Skepticism applied as a goal in and of itself, and not as a contingent sub-feature of a broader set of scientific inquiry, does not produce value

Deskeption is one such activity which dilutes value.  Just because one enjoys a personal reward as a SSkeptic by decrying potential errors inside a “topic of pseudoscience,” simply because they may catch a Schopenhauer logical fallacy every now and then, does not mean that one is increasing the overall value of their contribution to society.  The potential net loss in squelching even ONE significant idea of merit, is vastly more destructive than the scant benefit derived through trivial repetition of one liners.  Further, when the SSkeptic exercises enjoyment of the Ten Pillars of control he is contributing to the overall “squelching ideas, prohibiting disdained thinking, intimidation, institutional entitlement, elite aristocracies and the instilling of fear” process.  And make no mistake, this set of circumstances exists in science right now.  It might be a rewarding psychological return for the SSkeptic, to be in control of those things which science is allowed to examine, but that role is not healthy for science or our society.  It might be heady compensation to not have your thoughts held to account, and to manifest the appearance of always being right by the simple act of ridiculing those whom you deem to be lesser people, as if bully on an elementary school playground.   It might be personally rewarding to the SSkeptic, but it does not improve life, does not improve information, does not improve knowledge, does not improve science.

It would benefit me much to be a King, but I am not sure everyone else would fare so well.

The simple fact is, that in an unbridled and research driven culture, added information tends to falsify errant constructs and data through a simple disciplined process.  Such a culture does not require SSkeptics. In an environment, such as the labs I run, outlier ideas are not things to eschew as long as we have ways to evaluate them.  We do not need police who filter ideas in advance, pretending to be on our side, as that stifled thinking destroys our lab’s business.  We do not need Kings who have appointed themselves to that Lordship role by their own volition.  The Science is King.

Ethical Skepticism seeks to Add Value – Not Intimidate and Squelch Ideas

How  does the Ethical Skeptic Add Value? First we must address two prerequisites to Ethical Skepticism:

A.  That one actually does research

B.  That one is under the burden of changing the state of mankind for the better (note: teaching everyone ‘the truth’ does not qualify as bettering mankind)

Study material —
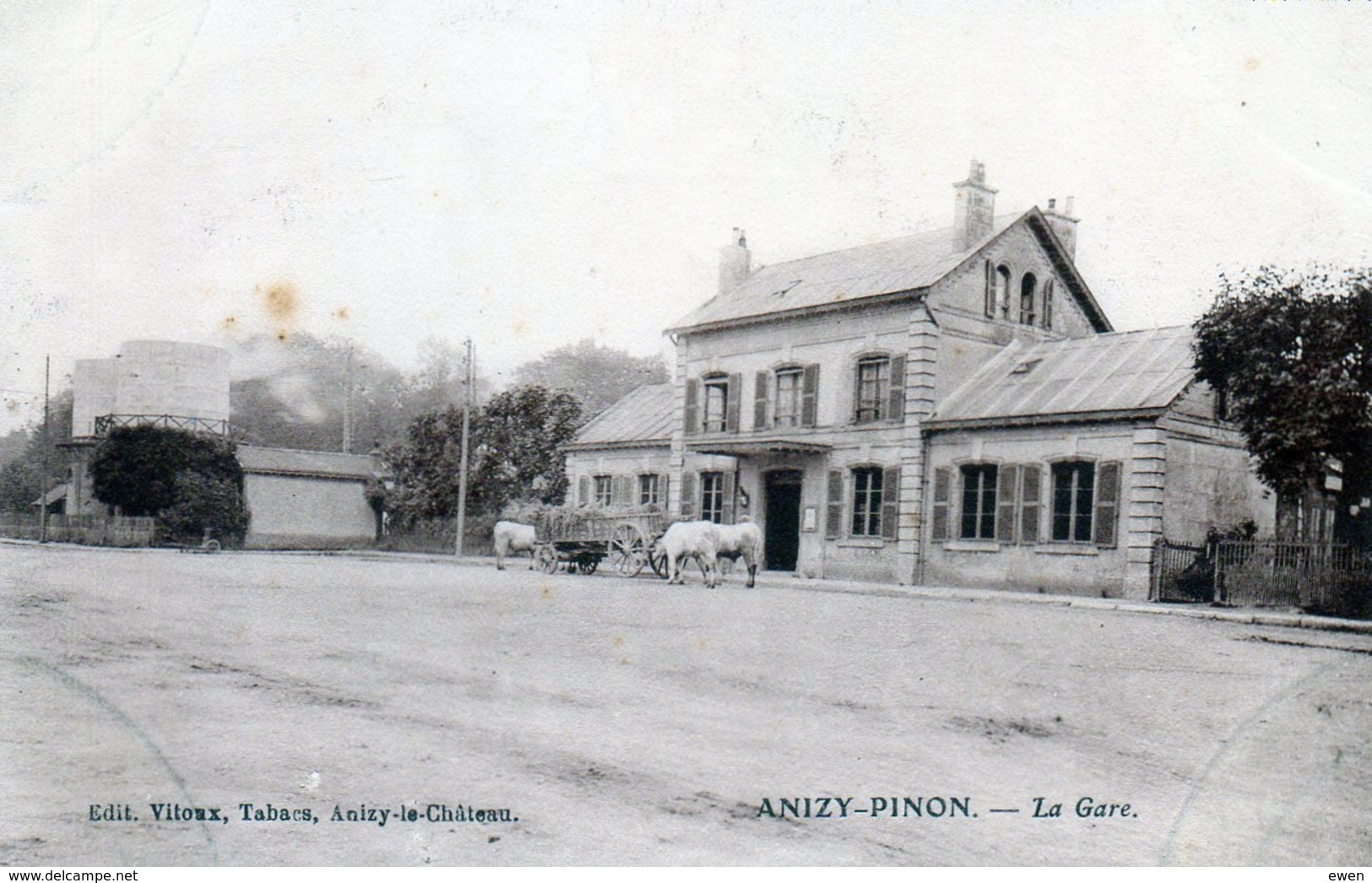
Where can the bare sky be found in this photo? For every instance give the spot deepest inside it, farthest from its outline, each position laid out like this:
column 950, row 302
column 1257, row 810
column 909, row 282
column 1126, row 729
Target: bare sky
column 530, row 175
==
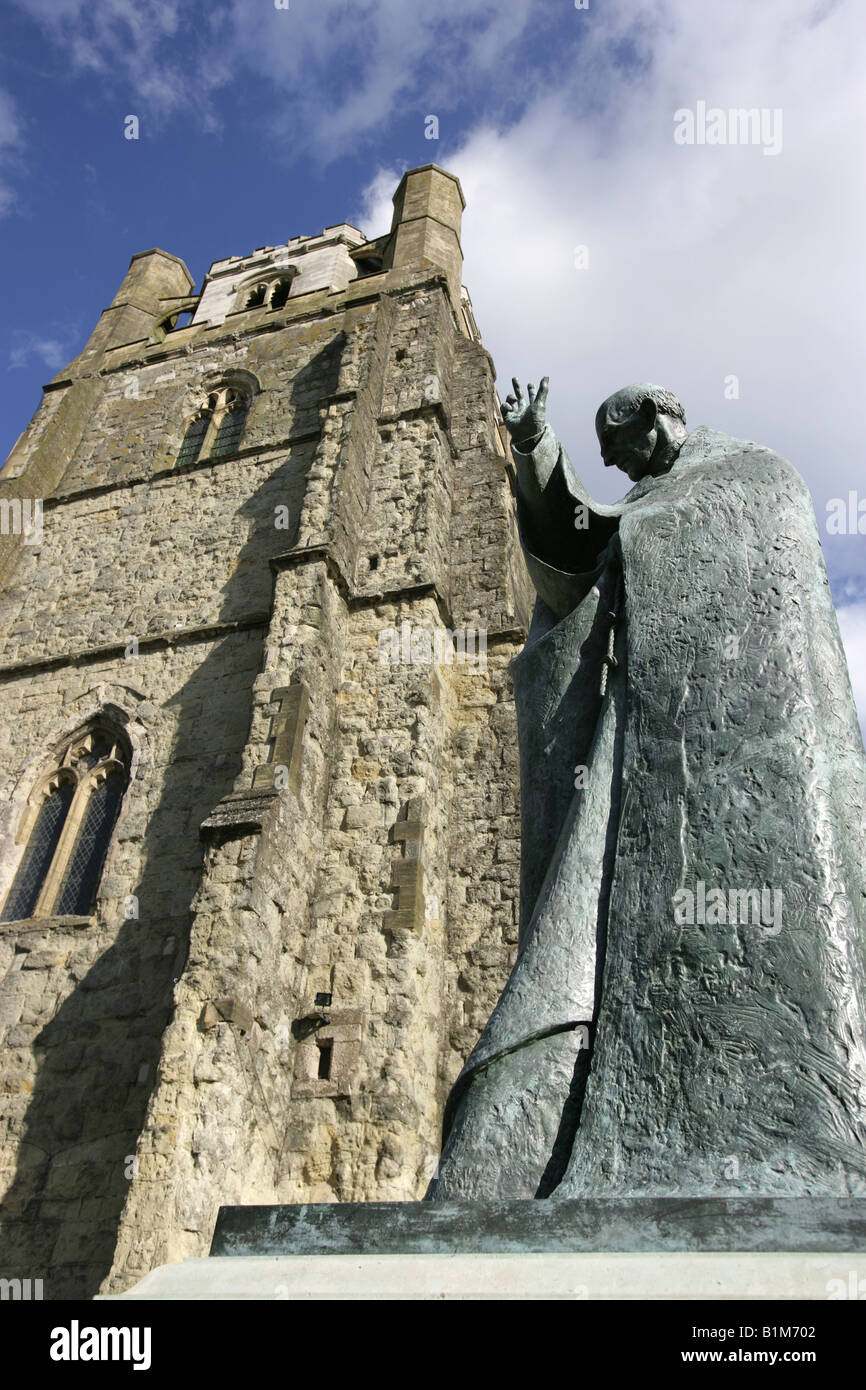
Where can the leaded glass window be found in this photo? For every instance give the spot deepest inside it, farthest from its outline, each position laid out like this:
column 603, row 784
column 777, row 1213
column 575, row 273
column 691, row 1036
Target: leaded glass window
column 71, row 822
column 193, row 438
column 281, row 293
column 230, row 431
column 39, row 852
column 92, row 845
==
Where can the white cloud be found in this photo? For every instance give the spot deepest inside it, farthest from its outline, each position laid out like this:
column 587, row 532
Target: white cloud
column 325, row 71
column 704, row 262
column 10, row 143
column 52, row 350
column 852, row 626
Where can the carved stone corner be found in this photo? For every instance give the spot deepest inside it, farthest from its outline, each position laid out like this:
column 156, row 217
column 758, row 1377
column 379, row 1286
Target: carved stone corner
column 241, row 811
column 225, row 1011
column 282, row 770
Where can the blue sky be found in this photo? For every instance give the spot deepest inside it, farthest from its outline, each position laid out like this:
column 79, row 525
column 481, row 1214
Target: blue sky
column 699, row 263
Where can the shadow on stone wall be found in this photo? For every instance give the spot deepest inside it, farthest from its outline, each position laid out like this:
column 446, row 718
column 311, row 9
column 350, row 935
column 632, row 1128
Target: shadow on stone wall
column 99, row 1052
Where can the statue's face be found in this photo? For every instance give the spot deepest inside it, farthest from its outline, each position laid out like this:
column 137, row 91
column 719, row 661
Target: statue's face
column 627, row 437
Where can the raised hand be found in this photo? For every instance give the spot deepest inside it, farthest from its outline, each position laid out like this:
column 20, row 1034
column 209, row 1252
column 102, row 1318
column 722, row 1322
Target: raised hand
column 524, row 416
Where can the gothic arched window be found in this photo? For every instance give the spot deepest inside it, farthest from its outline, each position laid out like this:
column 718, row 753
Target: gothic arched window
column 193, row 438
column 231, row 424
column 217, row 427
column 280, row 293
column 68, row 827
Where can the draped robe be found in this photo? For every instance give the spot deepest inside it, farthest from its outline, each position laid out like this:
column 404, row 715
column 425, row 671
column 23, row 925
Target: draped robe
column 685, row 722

Work item —
Answer these about the extract on skepticism:
1. What does the extract call vastly more destructive than the scant benefit of repeating one-liners?
2. Who or what does it declare to be King?
3. What is the first prerequisite to Ethical Skepticism?

Exercise answer —
1. The potential net loss in squelching even one significant idea of merit.
2. The Science.
3. That one actually does research.